Kelas Satu, saya tinggal menumpang di Jl. Bulukunyi 29 kemudian lanjut di Kompleks Kesehatan Banta-Bantaeng. Kelas II, mondar mandir Jalan Bawakaraeng – Galesong. Bus Damri jadi kendaraan favorit. Setahun pergi-pulang sekolah, lalu saat naik kelas III, mulai kost di Jalan Mannuruki. Kami tinggal bersama sepupu yang sekolah di STM Satu.

Pengalaman di Kelas I dan Kelas II, sangat berkesan, pasalnya kami sekelas dengan siswa brillian. Dua orang dari mereka kelak, Shao Yang dan Zao Shiyang masuk sebagai peraih angka tertinggi angka ijazah dan NEM SMA-nya. Saya sendiri ranking 35 saat kelas I (hahahahahah). Kelas II, rangking 20 dan Kelas III, ranking 15. Lumayan toh?

Tahun-tahun di SMA, penuh dengan kejutan dan warna-warni peristiwa. Saat kelas I, dominasi senior begitu kuat. Tindakan kekerasan pada junior sangat terasa walau saya beruntung tidak pernah “kena tangan”. Saat itu, Zheggy, seorang senior, sempat kami saksikan tepar disodok seseorang.

Selain itu, tahun 88 ada peristiwa hebat saat demonstrasi helm yang merebak kacau. Sekolah kami sempat menjadi target peluru hampa aparat saat mengejar para demonstran.

“Sempat merasakan bagaimana mobil tank, meraja di Bawakaraeng. Kami berlarian, hingga tentara menyapu siswa di Auditorium Sekolah”. Kami blingsatan dan meloncati pagar sekolah.

Pengalaman yang tak terlupakan. Suka duka di SMA tentulah tetap menjadi kenangan pribadi. Tapi, mengenang kebersamaan dengan teman-teman sungguh segala-galanya.

Data Terkumpul:
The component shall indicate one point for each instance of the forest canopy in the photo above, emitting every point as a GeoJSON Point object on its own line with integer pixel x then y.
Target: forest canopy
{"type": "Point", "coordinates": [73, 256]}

Tugas Latihan:
1. Jawab pertanyaan tentang teks kenangan masa SMA ini secara singkat:
(a) Di jalan mana penulis mulai kost saat naik kelas III?
(b) Ranking berapa yang diraih penulis di kelas II?
(c) Pada tahun berapa terjadi demonstrasi helm?
2. Tolong lanjutkan teks kenangan masa SMA, mulai setelah kalimat terakhirnya.
Baris-baris data tidak dipakai dalam tugas ini.

Jawaban:
1.
(a) Jalan Mannuruki.
(b) Ranking 20.
(c) Tahun 88.

2.
Saat kelas II, saya sebangku Syafaat, dan duduk di belakang Murlina dan Hariyanti Yusuf. Di Kelas III, saya sebangku Irbad Sahabuddin. Saat kost di Mannuruki, saya selalu “diculik” menginap di rumahnya. Teman yang sangat jago, kalau bermain organ dan menyanyikan “Cherry?-Europe”. Teman yang satu ini entah dimana berada. Ingin sekali berjumpa dengannya. Semoga tahu, bahwa akan ada reuni pasca lebaran tahun ini.

Sidrap, 20.08.2009

Cerita dilanjutkan ya, mang tremangs!

Apa yang kawan-kawan ingat pertama kali jika ada yang menanyakan kenangan di masa SMA?

Mungkin jawabnya salah satu dari beberapa kemungkinan berikut: 1. Menjadi penonton kebengalan dan dominasi anak-anak kelas III saat pulang sekolah, 2. Mengenang jumlah siswi kelas II yang didominasi perempuan (dan manis-manis),3. Pengalaman saat upacara yang menegangkan di masa kelas III, karena tidak jarang bagi yang ribut akan dapat “hukuman langsung pay-cash a la Kepsek”, lalu yang ke-4. Kenangan saat acara perpisahaan kelas III.

Tentang pengalaman dan kenangan di sekolah di jantung jalan Bawakaraeng Makassar ini, tentu ada selaksa, banyak hal yang menarik dan membekas, dari urusan seragam sekolah yang terlalu ketat hingga bakso khas Toraja di depan sekolah. I Minggu?

Juga, kantin khas menu pisang goreng plus es sirop di belakang sekolah hingga saat memanjat dinding sekolah bagian timur setelah melewati lelorong warga. Memanjat dinding sekolah “for the first time”. Yang tak terlupa adalah saat demo helm di tahun 1988 yang mengundang puluhan tentara dengan peluru karet. Pakai kendaraan lapis baja pula!

Tentang sekolah tercinta, terkenang beberapa hal, selain posisinya yang strategis juga karena merupakan sekolah relatif tertua di Makassar.

Beberapa alumninya tersebar secara luas dari negeri paling jauh hingga kabupaten di Sulsel. Saat di bekerja di Selayar tahun 1996-2003, beberapa pejabat dan “orang penting” di sana ternyata adalah lulusan SMA Satu. Sesuatu yang tidak disengaja, saat mereka menanyakan asal sekolah saya. Salah satunya adalah Pak Andi Mappagau, sekarang asisten II dan Musytari, kepala bidang di Bappeda Selayar.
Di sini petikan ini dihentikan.